**Given instruction**. Keep the images out and copy every entry below exactly.

**Data extract**.
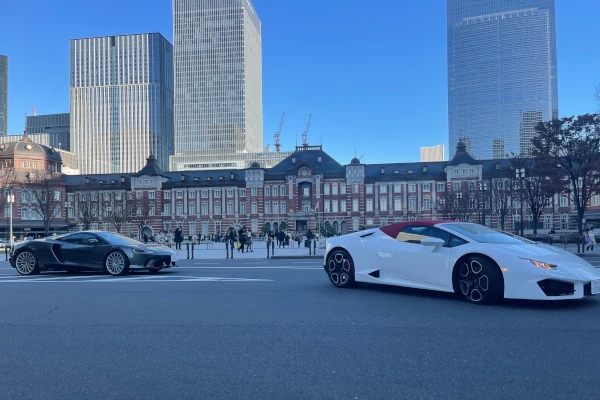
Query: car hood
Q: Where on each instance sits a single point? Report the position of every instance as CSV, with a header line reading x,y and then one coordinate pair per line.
x,y
548,254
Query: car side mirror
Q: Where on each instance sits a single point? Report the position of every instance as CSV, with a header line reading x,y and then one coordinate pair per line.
x,y
432,242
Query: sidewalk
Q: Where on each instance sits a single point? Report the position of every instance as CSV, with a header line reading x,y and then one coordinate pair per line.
x,y
217,251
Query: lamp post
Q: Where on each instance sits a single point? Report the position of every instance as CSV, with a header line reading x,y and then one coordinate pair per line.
x,y
10,198
520,175
483,188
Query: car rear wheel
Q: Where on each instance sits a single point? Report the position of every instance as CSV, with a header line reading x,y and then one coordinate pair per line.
x,y
340,269
26,263
116,263
480,280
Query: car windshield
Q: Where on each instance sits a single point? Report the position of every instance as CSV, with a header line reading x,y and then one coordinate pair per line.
x,y
114,238
483,234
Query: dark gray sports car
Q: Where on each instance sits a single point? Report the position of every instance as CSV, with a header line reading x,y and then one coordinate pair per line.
x,y
113,253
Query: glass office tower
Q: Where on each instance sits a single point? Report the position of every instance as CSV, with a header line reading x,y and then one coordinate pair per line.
x,y
121,102
218,80
502,75
3,95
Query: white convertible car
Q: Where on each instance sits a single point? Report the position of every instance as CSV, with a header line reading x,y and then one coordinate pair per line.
x,y
482,264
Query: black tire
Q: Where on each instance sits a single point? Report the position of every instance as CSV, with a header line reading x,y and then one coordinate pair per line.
x,y
26,263
479,280
340,269
116,263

**Problem solution**.
Query: car hood
Q: Where on each instance sits a single point? Report the position of every instance as CSV, with a header line reading x,y and then one coordinate pair per line.
x,y
548,254
Query: car side mirror
Q: Where on each instance sits a single point? Report the position of every instance as CSV, with a header line reading x,y and then one coordinate pair per line.
x,y
432,242
Query: sidewalk
Q: Where on each instance sits a single point? Report the position of every instance as CSV, with a header line reading x,y and then one coordinate pair per line.
x,y
217,251
Query: lamp post
Q: Where on each instance sits a single point? Report the position of every instance as CSV, with a header line reading x,y and then one coordinate pair per line.
x,y
10,198
520,175
483,188
Query: car rear wheel
Q: Where on each instance sits a single point? Report the position of every instance as CSV, with a header line reading x,y and then one coordinate pair per line.
x,y
340,269
26,263
116,263
480,280
Query: car windshield
Q: Where on each instance sits a single point? Report the position of every instance as CSV, with a header line reading x,y and then one coordinate pair per line.
x,y
114,238
483,234
Query: dark gray sports car
Q: Where on each instance sits a single point? Report the position of every instance as CSV, with a header line reading x,y and then one coordinate pair per line.
x,y
113,253
Query: glass office tower
Q: Where on each instance sits a single point? Report the position of every instance as CSV, with a header line reading x,y and then one coordinate pair per line.
x,y
121,102
218,80
502,75
3,95
Query: white convertible car
Q: Where on each instance sits a single point? Report the position of every instance as CSV, with a header line reading x,y and then one coordinate pair per line.
x,y
482,264
Query: black tire
Q: Where on each instance sits a single point? Report the position of every instance as CSV, with a header line reading x,y and then one coordinate pair per line.
x,y
26,263
479,280
340,269
116,263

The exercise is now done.